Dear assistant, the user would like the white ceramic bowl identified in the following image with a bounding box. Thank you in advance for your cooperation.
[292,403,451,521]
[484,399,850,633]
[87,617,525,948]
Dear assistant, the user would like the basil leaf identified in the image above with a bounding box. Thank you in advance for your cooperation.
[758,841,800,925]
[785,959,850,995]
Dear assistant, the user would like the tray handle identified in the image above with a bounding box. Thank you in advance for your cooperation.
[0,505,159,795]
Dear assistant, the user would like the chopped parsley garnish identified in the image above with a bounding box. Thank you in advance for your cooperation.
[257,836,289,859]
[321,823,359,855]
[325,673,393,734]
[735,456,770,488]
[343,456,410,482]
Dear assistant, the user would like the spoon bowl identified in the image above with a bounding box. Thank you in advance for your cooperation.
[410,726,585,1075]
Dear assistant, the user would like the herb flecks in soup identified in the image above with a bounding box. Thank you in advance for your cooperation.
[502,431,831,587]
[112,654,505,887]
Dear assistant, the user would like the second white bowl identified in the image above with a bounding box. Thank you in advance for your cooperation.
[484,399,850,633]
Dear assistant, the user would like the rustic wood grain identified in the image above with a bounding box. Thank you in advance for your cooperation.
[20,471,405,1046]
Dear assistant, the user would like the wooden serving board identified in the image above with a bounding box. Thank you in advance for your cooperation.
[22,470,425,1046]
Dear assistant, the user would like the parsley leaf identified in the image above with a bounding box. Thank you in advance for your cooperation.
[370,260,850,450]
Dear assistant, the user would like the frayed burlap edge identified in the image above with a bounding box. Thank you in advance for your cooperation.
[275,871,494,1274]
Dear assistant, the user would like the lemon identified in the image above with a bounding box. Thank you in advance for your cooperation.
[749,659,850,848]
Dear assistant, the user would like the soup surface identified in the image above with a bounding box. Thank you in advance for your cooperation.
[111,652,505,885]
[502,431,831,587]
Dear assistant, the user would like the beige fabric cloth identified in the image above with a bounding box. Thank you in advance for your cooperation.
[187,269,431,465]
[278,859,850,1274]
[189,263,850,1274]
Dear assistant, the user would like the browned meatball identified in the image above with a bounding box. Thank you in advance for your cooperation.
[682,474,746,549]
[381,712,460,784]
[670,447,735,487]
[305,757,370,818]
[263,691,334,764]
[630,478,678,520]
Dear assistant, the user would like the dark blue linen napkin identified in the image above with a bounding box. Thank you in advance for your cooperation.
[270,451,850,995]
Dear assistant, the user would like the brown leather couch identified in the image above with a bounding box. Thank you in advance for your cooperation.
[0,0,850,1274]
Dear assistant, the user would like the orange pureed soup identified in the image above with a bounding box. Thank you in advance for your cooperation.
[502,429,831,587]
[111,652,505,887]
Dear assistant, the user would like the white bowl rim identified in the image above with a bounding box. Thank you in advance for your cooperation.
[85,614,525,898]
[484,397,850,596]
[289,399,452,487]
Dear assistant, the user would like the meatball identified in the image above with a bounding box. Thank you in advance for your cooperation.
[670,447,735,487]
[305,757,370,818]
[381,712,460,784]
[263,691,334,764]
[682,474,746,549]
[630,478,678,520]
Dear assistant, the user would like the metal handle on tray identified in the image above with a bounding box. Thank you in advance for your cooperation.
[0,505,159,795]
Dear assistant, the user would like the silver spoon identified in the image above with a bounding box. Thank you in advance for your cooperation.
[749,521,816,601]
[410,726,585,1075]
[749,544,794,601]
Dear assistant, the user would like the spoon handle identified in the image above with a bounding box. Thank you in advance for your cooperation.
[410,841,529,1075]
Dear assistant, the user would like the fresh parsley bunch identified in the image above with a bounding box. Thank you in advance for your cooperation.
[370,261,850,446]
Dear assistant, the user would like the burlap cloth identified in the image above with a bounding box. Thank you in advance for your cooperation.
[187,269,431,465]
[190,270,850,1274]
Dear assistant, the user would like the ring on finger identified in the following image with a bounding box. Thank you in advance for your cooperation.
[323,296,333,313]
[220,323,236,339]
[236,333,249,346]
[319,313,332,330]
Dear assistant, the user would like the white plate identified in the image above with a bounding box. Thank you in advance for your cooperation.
◆ ◆ ◆ ◆
• TASK OBJECTIVE
Render every line of the listing above as a numbered list, omitting any blank lines.

• FINISHED EXERCISE
1. Dear assistant, the user would like the white ceramic bowl identified in the following image with a bounding box. Thank you in advance for your cooperation.
2. [292,403,451,521]
3. [484,399,850,633]
4. [87,617,525,948]
5. Dear assistant, the user would like the basil leaf identified in the image above with a bounding box. Thank you in advance for your cooperation.
6. [758,841,800,925]
7. [785,959,850,995]
8. Dear assistant, the user would like the tray handle identified in the image above with a bounding box. Thank you in advance for your cooperation.
9. [0,505,159,795]
10. Dear assistant, the user would like the chopped parsley garnish identified in the image above with a bounding box. Thank you in advance for your cooperation.
11. [257,836,289,859]
12. [321,823,359,855]
13. [325,673,393,734]
14. [735,456,770,488]
15. [343,456,410,482]
16. Dear assistant, the user would like the spoon bowl identified in the image above with a bounding box. Thank you in advance for your cooperation.
17. [410,726,585,1075]
18. Dear assistant, the user would like the herb flecks in soup identified in the image above with a bounding box. Thank you in advance for your cooperation.
19. [502,431,831,587]
20. [112,654,505,887]
21. Dear assistant, the user would like the second white bowl identified in the image above with a bounding box. Thank you in advance for your cooperation.
22. [484,399,850,633]
23. Dear assistant, the user would like the rustic wood grain identified in the image above with a bounding box. Thank you in advance for your cooperation.
24. [20,471,405,1046]
25. Dear assistant, the user would like the wooden serving board identified in the image above with a bounding box. Thank you in advance for your cooperation.
26. [22,470,425,1046]
27. Dear assistant, the user would like the parsley leaf identified in the image above with a bounding box. Thank you in advance for your cooperation.
28. [370,260,850,450]
29. Dear assistant, the user would like the frayed burlap edge identified in the image above with a bounding box. Thank you in advance for your cooperation.
30. [275,871,494,1274]
31. Dear assistant, the user would like the lemon identified in the image above with a bounding box. Thank you in advance for your cooperation.
32. [749,659,850,848]
33. Dear assistant, the user would like the soup surface identified in the image above with a bounding box. Thank you in advance for your cooperation.
34. [111,652,505,885]
35. [502,431,831,587]
36. Dear assistant, the user would like the beige fabric cloth identified in the image above with a bounding box. Thank you in advance for your cooperation.
37. [187,269,431,465]
38. [278,859,850,1274]
39. [189,263,850,1274]
40. Dear assistant, the user would like the browned meatball identified in the image above with a bounding box. Thank you in advance for your cooperation.
41. [682,474,746,549]
42. [381,712,460,784]
43. [670,447,735,487]
44. [305,757,370,818]
45. [263,691,334,764]
46. [630,478,678,520]
47. Dear assistant, the user would like the dark blue linen napkin identified in the image above with a bounding box. Thank you in advance for your cooperation.
48. [270,451,850,995]
49. Dear assistant, the user would like the brown leather couch identified in the image above with a bounding box. Thank you in advance for your cooperation.
50. [0,0,850,1274]
51. Dear assistant, the user would like the orange pureed soup identified in the image above with a bounding box. Thank you in advance for your cooperation.
52. [502,429,831,587]
53. [111,652,505,887]
54. Dear assistant, the user would like the white bowl rim identified in the image above with a bounding box. Thank you in advance for your cooperation.
55. [85,614,525,898]
56. [484,397,850,596]
57. [289,399,452,487]
58. Dear assistant, the user would like the meatball identified in the image above with a bounding box. Thank you in advance for your cooperation.
59. [670,447,735,487]
60. [305,757,370,818]
61. [381,712,460,784]
62. [263,691,334,764]
63. [682,474,746,549]
64. [630,478,678,520]
65. Dear assistant, the user would like the metal handle on tray identified in the image above with a bounding box. Thank you in advance for your cooperation.
66. [0,505,159,795]
67. Dear assistant, the user would like the silver spoon identified in the image above with a bounding box. Thank you in advance for your cooperation.
68. [749,521,816,601]
69. [410,726,585,1075]
70. [749,544,794,601]
71. Dear assistant, the user would like the spoon handle identified in the image above with a bounding box. Thank you in advance for your cooperation.
72. [410,841,529,1075]
73. Dear assistant, the user would like the fresh parsley bunch identified in the image above with a bounding box. Thank you in advance for your cooperation.
74. [370,261,850,446]
75. Dear assistant, the user would like the burlap cloth identified in the image above with a bounding box. Thank you in advance for your cooperation.
76. [187,269,431,465]
77. [190,270,850,1274]
78. Dear assistant, the user would like the ring on finger identified in the following image with a bounding box. Thank you in advance for your cooperation.
79. [323,296,333,313]
80. [220,323,236,339]
81. [236,333,249,346]
82. [319,313,332,330]
83. Dear assistant, the user would like the white plate identified in the image above with a bounding box. Thank you in advance for your cooperation.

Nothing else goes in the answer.